# Task to complete
In the items below, write out verbatim every line from the one containing "As documented, this system finds the chain" through the one containing "left=0, top=335, right=1270, bottom=952", including both of those lines. Copy nothing else.

======== Input ========

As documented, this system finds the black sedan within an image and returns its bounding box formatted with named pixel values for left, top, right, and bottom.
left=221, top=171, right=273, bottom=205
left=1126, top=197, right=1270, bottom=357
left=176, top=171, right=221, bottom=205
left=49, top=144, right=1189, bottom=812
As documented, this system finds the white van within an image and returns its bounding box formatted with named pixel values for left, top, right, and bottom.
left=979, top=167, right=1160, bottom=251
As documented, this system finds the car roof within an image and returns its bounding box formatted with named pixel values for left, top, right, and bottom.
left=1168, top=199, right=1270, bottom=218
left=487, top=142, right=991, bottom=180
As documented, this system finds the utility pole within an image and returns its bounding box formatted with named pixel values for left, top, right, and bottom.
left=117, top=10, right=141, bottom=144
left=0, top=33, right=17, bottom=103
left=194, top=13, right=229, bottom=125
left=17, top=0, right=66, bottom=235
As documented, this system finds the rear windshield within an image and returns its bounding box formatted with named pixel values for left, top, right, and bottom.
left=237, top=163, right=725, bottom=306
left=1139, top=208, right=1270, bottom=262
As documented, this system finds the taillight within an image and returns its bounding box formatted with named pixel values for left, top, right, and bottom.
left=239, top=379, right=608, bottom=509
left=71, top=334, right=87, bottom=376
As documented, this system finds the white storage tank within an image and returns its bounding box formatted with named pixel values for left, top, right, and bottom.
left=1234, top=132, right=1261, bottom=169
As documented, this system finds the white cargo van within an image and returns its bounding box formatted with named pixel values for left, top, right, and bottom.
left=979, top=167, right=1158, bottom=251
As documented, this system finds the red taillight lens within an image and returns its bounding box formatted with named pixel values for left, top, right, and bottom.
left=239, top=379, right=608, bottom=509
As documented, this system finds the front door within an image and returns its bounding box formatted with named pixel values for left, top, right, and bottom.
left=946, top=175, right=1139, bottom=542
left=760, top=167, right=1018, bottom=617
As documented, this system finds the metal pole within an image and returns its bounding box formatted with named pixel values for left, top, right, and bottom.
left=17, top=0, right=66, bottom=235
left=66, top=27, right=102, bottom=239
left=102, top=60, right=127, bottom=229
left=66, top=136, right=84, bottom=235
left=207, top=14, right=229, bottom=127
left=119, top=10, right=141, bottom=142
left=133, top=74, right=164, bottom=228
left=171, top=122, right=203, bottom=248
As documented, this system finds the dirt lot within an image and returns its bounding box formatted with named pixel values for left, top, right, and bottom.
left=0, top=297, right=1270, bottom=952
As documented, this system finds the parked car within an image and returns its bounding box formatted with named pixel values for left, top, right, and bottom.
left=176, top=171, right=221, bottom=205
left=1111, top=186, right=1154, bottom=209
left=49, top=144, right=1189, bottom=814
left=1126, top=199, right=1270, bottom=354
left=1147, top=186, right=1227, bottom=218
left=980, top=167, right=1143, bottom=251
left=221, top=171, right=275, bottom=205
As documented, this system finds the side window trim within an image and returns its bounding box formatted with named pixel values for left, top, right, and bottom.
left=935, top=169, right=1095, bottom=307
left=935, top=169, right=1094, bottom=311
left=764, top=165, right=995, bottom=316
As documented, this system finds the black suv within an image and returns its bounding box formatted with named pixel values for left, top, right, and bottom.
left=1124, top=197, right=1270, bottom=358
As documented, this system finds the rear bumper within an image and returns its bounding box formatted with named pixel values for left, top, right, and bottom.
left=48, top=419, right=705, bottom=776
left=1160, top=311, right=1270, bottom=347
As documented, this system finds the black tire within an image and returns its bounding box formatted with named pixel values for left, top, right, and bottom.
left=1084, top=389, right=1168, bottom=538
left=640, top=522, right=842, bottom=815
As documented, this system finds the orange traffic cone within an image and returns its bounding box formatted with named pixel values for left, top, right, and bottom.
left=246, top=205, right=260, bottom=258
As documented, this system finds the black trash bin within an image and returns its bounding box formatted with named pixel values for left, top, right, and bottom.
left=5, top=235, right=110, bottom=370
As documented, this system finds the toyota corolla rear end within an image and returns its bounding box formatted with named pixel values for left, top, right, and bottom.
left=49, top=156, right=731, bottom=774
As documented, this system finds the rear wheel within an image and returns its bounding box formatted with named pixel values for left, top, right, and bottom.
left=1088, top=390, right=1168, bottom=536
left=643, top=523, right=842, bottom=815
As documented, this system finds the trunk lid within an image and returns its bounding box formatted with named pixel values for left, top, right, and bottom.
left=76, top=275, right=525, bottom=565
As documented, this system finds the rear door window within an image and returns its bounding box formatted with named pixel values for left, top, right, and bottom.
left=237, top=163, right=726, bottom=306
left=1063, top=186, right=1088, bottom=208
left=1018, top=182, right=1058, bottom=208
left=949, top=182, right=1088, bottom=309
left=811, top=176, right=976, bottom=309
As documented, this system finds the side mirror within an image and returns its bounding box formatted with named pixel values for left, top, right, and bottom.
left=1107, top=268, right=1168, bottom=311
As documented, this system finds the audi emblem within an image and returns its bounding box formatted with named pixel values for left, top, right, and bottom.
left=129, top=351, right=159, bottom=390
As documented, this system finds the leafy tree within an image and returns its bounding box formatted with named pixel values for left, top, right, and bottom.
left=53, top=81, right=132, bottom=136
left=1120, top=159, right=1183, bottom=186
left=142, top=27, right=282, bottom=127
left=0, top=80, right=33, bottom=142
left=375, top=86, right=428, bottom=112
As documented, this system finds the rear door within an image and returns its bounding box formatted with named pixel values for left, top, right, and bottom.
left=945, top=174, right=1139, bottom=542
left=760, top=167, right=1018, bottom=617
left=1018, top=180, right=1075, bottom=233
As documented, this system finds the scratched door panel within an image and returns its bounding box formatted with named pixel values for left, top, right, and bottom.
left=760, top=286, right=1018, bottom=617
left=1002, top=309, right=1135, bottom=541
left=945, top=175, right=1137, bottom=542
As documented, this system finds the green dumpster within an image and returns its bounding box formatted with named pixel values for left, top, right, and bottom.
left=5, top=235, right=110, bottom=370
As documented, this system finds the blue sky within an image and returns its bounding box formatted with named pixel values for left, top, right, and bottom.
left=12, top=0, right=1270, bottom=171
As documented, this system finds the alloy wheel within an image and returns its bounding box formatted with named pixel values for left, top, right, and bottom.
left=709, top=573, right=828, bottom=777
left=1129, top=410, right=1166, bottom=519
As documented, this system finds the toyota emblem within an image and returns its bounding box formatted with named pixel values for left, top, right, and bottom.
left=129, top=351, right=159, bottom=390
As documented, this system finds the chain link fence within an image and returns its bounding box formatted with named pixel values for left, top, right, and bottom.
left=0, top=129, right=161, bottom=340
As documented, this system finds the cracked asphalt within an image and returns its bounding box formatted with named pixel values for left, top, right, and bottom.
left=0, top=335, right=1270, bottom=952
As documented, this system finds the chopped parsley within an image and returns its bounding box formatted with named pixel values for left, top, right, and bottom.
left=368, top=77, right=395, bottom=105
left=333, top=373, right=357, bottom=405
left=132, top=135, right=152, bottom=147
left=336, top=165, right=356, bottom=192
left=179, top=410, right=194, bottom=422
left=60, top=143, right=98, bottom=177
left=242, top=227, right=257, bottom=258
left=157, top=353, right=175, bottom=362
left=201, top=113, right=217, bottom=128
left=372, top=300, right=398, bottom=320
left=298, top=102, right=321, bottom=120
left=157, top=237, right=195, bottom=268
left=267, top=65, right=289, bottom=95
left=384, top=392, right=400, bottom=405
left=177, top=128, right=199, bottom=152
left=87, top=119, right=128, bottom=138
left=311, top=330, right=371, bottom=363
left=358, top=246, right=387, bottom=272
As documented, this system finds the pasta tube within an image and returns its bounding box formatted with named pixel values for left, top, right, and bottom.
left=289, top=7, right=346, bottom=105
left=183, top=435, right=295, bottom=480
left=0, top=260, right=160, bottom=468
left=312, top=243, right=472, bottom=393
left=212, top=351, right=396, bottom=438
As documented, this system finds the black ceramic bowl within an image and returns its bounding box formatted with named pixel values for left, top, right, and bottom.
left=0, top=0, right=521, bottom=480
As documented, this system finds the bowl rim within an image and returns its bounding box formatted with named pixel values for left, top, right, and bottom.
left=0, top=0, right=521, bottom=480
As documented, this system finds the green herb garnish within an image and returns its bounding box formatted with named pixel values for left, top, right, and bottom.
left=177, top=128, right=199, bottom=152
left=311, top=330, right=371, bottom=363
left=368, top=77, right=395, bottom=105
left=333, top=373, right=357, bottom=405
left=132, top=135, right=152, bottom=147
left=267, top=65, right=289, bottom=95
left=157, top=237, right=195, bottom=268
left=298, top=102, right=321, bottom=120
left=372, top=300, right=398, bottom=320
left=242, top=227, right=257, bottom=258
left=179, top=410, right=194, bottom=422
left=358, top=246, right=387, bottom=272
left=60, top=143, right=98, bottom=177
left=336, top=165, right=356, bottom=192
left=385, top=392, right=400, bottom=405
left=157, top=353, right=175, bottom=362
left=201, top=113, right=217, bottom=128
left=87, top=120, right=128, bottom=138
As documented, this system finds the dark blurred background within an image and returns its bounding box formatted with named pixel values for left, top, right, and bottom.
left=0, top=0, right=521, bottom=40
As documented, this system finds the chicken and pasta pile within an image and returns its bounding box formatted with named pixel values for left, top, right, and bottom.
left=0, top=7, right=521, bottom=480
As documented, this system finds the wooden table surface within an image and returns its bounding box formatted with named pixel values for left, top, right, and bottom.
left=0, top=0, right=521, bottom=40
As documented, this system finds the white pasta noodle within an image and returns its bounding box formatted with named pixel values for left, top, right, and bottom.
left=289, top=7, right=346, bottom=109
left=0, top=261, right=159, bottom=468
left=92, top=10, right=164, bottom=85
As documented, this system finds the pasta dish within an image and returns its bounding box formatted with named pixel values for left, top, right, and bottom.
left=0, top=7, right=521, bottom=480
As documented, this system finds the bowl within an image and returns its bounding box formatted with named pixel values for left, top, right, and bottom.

========

# Solution to this problem
As documented, this system finds the chain link fence within an image and returns its bounding box formatted with named pixel values for left, top, right, and bottom.
left=0, top=129, right=161, bottom=340
As documented, this system finds the cracked asphalt within an image and returns its bounding box formatted with named pixel values for left, top, right, and bottom.
left=0, top=335, right=1270, bottom=952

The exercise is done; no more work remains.